## Exercise task
Copy exactly the last part of the entries, starting from the line with "In the photo above, where can the asphalt" and including the final line.

>> start Records supplied

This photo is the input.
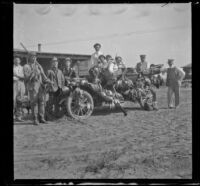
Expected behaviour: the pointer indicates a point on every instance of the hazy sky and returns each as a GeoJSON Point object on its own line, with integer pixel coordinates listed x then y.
{"type": "Point", "coordinates": [128, 30]}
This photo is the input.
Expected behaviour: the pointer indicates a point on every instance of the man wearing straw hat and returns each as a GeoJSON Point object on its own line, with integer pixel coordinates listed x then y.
{"type": "Point", "coordinates": [36, 78]}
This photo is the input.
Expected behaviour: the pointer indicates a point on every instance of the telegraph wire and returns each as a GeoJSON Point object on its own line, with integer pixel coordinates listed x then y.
{"type": "Point", "coordinates": [112, 35]}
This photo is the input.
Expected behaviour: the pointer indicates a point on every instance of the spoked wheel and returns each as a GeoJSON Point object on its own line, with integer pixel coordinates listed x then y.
{"type": "Point", "coordinates": [80, 106]}
{"type": "Point", "coordinates": [52, 113]}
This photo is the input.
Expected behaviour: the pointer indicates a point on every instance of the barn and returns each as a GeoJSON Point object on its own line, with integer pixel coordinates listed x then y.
{"type": "Point", "coordinates": [79, 61]}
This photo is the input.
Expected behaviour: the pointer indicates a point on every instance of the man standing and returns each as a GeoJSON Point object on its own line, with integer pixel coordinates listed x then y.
{"type": "Point", "coordinates": [95, 55]}
{"type": "Point", "coordinates": [174, 79]}
{"type": "Point", "coordinates": [19, 88]}
{"type": "Point", "coordinates": [35, 77]}
{"type": "Point", "coordinates": [121, 66]}
{"type": "Point", "coordinates": [58, 81]}
{"type": "Point", "coordinates": [143, 67]}
{"type": "Point", "coordinates": [68, 71]}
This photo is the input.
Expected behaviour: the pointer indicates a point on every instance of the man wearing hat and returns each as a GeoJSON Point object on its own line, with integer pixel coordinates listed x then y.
{"type": "Point", "coordinates": [121, 66]}
{"type": "Point", "coordinates": [175, 76]}
{"type": "Point", "coordinates": [95, 55]}
{"type": "Point", "coordinates": [67, 70]}
{"type": "Point", "coordinates": [36, 78]}
{"type": "Point", "coordinates": [19, 87]}
{"type": "Point", "coordinates": [143, 65]}
{"type": "Point", "coordinates": [56, 76]}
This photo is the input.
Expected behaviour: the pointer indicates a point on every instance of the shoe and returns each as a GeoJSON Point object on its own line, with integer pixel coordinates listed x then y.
{"type": "Point", "coordinates": [36, 122]}
{"type": "Point", "coordinates": [43, 121]}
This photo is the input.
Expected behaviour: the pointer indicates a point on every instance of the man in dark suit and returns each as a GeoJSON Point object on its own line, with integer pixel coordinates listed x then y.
{"type": "Point", "coordinates": [57, 77]}
{"type": "Point", "coordinates": [68, 71]}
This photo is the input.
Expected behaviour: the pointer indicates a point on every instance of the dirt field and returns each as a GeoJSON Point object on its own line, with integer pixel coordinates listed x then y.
{"type": "Point", "coordinates": [156, 144]}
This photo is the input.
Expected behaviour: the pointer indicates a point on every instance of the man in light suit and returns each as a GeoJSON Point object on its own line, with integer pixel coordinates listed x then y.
{"type": "Point", "coordinates": [35, 80]}
{"type": "Point", "coordinates": [95, 56]}
{"type": "Point", "coordinates": [174, 78]}
{"type": "Point", "coordinates": [56, 76]}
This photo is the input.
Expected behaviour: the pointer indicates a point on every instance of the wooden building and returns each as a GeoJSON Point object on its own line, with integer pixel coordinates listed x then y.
{"type": "Point", "coordinates": [79, 61]}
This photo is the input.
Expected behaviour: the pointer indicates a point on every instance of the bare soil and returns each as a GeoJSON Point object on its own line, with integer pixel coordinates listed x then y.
{"type": "Point", "coordinates": [155, 144]}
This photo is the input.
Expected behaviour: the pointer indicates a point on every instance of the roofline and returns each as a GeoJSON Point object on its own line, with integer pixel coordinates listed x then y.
{"type": "Point", "coordinates": [51, 53]}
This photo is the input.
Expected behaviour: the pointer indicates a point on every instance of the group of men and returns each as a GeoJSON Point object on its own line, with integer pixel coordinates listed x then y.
{"type": "Point", "coordinates": [175, 75]}
{"type": "Point", "coordinates": [32, 78]}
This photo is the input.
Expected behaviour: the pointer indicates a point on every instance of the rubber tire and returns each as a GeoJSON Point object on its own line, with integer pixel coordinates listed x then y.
{"type": "Point", "coordinates": [69, 110]}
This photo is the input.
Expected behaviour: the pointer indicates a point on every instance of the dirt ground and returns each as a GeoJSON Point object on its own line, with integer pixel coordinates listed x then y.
{"type": "Point", "coordinates": [156, 144]}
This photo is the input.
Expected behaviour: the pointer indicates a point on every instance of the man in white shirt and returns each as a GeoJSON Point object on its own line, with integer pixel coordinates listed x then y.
{"type": "Point", "coordinates": [19, 87]}
{"type": "Point", "coordinates": [143, 65]}
{"type": "Point", "coordinates": [95, 56]}
{"type": "Point", "coordinates": [175, 76]}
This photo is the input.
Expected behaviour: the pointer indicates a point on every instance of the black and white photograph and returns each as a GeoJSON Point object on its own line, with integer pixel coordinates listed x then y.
{"type": "Point", "coordinates": [102, 91]}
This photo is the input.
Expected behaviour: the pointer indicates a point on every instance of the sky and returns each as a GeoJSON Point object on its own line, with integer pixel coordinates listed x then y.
{"type": "Point", "coordinates": [161, 31]}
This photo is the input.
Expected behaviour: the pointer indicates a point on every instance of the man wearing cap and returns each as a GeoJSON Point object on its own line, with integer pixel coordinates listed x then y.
{"type": "Point", "coordinates": [143, 67]}
{"type": "Point", "coordinates": [19, 87]}
{"type": "Point", "coordinates": [56, 76]}
{"type": "Point", "coordinates": [95, 55]}
{"type": "Point", "coordinates": [67, 70]}
{"type": "Point", "coordinates": [36, 78]}
{"type": "Point", "coordinates": [121, 66]}
{"type": "Point", "coordinates": [175, 76]}
{"type": "Point", "coordinates": [111, 74]}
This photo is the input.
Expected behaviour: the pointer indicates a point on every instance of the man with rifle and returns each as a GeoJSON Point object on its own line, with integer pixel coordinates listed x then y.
{"type": "Point", "coordinates": [36, 79]}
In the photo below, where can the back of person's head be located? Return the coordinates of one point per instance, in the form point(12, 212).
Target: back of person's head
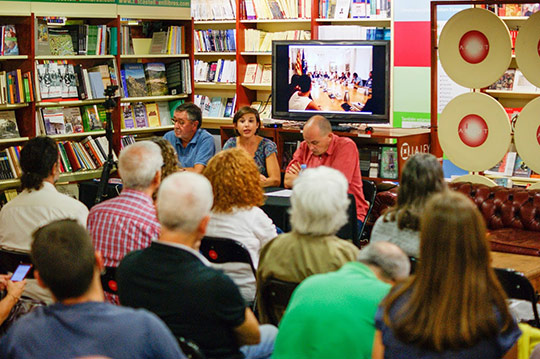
point(393, 263)
point(319, 201)
point(183, 200)
point(235, 180)
point(170, 157)
point(422, 176)
point(304, 82)
point(64, 257)
point(193, 112)
point(138, 164)
point(38, 157)
point(454, 283)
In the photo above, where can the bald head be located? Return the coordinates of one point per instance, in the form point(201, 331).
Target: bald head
point(392, 262)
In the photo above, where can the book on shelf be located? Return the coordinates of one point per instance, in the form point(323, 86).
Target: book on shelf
point(8, 125)
point(10, 45)
point(156, 79)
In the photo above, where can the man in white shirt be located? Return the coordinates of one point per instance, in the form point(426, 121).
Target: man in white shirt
point(37, 205)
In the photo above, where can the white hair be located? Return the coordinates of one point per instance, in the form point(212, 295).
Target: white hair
point(184, 199)
point(319, 201)
point(138, 164)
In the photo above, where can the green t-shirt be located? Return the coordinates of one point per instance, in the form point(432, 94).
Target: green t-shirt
point(332, 315)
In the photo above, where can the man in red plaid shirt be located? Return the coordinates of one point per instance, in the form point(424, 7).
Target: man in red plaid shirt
point(129, 221)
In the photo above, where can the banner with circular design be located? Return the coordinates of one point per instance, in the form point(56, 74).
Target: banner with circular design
point(527, 134)
point(528, 49)
point(475, 48)
point(474, 131)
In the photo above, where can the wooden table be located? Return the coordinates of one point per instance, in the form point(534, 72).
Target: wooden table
point(528, 265)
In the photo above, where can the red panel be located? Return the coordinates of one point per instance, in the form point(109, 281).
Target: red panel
point(412, 43)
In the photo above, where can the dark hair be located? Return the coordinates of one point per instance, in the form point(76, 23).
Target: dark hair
point(193, 111)
point(63, 254)
point(38, 157)
point(422, 176)
point(304, 82)
point(245, 110)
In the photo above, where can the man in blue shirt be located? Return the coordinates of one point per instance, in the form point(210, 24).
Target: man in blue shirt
point(79, 324)
point(194, 145)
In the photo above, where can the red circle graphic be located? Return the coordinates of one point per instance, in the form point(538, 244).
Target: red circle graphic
point(473, 47)
point(473, 130)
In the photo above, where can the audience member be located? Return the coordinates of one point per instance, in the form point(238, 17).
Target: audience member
point(236, 215)
point(332, 315)
point(79, 323)
point(129, 221)
point(194, 145)
point(247, 123)
point(38, 204)
point(453, 307)
point(422, 176)
point(319, 205)
point(322, 148)
point(172, 279)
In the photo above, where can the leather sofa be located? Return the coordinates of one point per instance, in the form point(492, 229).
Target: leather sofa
point(512, 215)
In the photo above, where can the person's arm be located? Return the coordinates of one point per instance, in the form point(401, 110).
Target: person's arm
point(248, 332)
point(378, 347)
point(274, 175)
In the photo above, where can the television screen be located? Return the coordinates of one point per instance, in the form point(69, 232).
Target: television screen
point(345, 81)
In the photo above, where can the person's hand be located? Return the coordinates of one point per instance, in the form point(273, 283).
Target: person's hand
point(15, 289)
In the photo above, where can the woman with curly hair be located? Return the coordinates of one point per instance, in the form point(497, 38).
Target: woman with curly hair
point(422, 177)
point(247, 123)
point(235, 214)
point(454, 306)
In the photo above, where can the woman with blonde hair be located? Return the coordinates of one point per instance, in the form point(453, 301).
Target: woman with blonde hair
point(235, 214)
point(264, 152)
point(453, 307)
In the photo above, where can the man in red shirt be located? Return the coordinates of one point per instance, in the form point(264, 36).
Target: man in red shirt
point(322, 148)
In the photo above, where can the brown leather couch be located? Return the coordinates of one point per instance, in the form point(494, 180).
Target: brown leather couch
point(512, 215)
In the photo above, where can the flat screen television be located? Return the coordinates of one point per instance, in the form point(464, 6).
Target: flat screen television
point(345, 81)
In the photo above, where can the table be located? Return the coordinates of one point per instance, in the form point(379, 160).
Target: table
point(528, 265)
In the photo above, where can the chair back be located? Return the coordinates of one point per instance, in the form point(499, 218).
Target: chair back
point(224, 250)
point(190, 349)
point(517, 286)
point(370, 192)
point(10, 260)
point(275, 298)
point(108, 280)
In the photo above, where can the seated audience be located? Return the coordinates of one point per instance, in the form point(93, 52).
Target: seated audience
point(79, 324)
point(39, 203)
point(236, 215)
point(332, 315)
point(247, 123)
point(319, 205)
point(422, 176)
point(194, 145)
point(129, 221)
point(453, 307)
point(172, 279)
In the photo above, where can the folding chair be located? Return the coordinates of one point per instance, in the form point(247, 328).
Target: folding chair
point(517, 286)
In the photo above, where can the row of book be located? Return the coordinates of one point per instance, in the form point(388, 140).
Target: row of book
point(213, 10)
point(258, 74)
point(60, 80)
point(156, 78)
point(76, 39)
point(215, 40)
point(16, 87)
point(513, 80)
point(258, 40)
point(513, 9)
point(276, 9)
point(222, 71)
point(150, 114)
point(215, 106)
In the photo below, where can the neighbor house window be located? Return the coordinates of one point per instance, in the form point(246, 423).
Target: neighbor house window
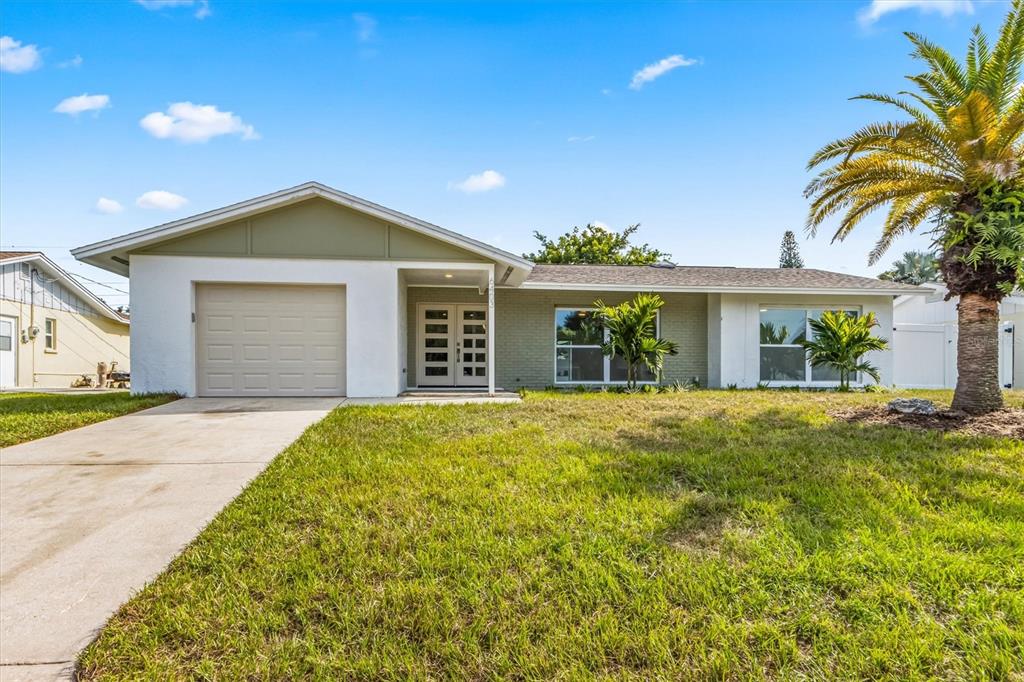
point(50, 334)
point(782, 356)
point(579, 359)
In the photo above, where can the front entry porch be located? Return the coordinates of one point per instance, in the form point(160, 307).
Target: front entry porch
point(450, 335)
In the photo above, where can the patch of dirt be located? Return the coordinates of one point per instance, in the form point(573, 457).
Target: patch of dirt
point(1005, 423)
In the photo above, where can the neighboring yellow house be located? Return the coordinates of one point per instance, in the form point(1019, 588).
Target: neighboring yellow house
point(52, 329)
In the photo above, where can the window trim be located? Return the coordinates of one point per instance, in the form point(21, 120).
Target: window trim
point(606, 359)
point(857, 380)
point(50, 335)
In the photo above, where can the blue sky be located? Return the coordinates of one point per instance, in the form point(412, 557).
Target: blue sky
point(400, 103)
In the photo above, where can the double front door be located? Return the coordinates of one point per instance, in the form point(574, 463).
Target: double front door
point(452, 345)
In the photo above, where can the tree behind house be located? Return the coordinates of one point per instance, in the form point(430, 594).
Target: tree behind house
point(595, 245)
point(790, 253)
point(914, 267)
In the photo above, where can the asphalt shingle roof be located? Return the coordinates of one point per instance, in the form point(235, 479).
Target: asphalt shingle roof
point(698, 276)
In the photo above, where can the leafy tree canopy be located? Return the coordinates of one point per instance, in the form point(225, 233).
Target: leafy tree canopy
point(595, 245)
point(914, 267)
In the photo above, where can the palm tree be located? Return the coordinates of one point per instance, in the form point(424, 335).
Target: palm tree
point(914, 267)
point(956, 164)
point(841, 340)
point(632, 334)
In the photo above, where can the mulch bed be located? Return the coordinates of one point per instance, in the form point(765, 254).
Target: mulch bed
point(1005, 423)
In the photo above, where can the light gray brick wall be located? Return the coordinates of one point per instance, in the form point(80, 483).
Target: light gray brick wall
point(524, 340)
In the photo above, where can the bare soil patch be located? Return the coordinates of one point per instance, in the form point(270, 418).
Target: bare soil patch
point(1007, 423)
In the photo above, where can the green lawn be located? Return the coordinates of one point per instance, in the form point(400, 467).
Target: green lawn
point(697, 536)
point(30, 416)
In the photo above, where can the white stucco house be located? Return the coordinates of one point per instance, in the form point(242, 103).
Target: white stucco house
point(925, 335)
point(311, 291)
point(52, 329)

>> end Records supplied

## Expected answer
In the photo above, where can the asphalt shingle roof be located? Return the coordinates of one point per instance, in the form point(235, 479).
Target: asphalt shingle roof
point(698, 276)
In the photo above, where can the leafy tree canopy be located? Return the coordinates of one point per instance, in the form point(225, 233).
Target: leafy tree canopy
point(595, 245)
point(914, 267)
In the photo above, where can the palm tree be located? Return the coordinates of one point per instance, in the form point(424, 335).
Target: palm tree
point(914, 267)
point(956, 164)
point(841, 340)
point(632, 334)
In the photo above, where can the mulch bed be located? Return the coordinates of one point per instance, in the form point(765, 254).
Target: mulch bed
point(1005, 423)
In the photo above, where can the light gray brick wall be located? Return the coordinates of one point per instance, in the form point(80, 483).
Target: light gray brick wall
point(524, 340)
In the photo above, where can the bare soil patch be located? Return the coordinates of one point per instance, in the form point(270, 418).
Target: bare soil patch
point(1007, 423)
In the photo above, where can the green lawn be located? Return the coordinates of one point per instance, in the form point(400, 467).
Target: green lawn
point(697, 536)
point(30, 416)
In the photo above, where can the white stucco house be located? Return the coordinates of one point per instance, in the form point(242, 103).
Target: white stucco house
point(925, 335)
point(311, 291)
point(52, 329)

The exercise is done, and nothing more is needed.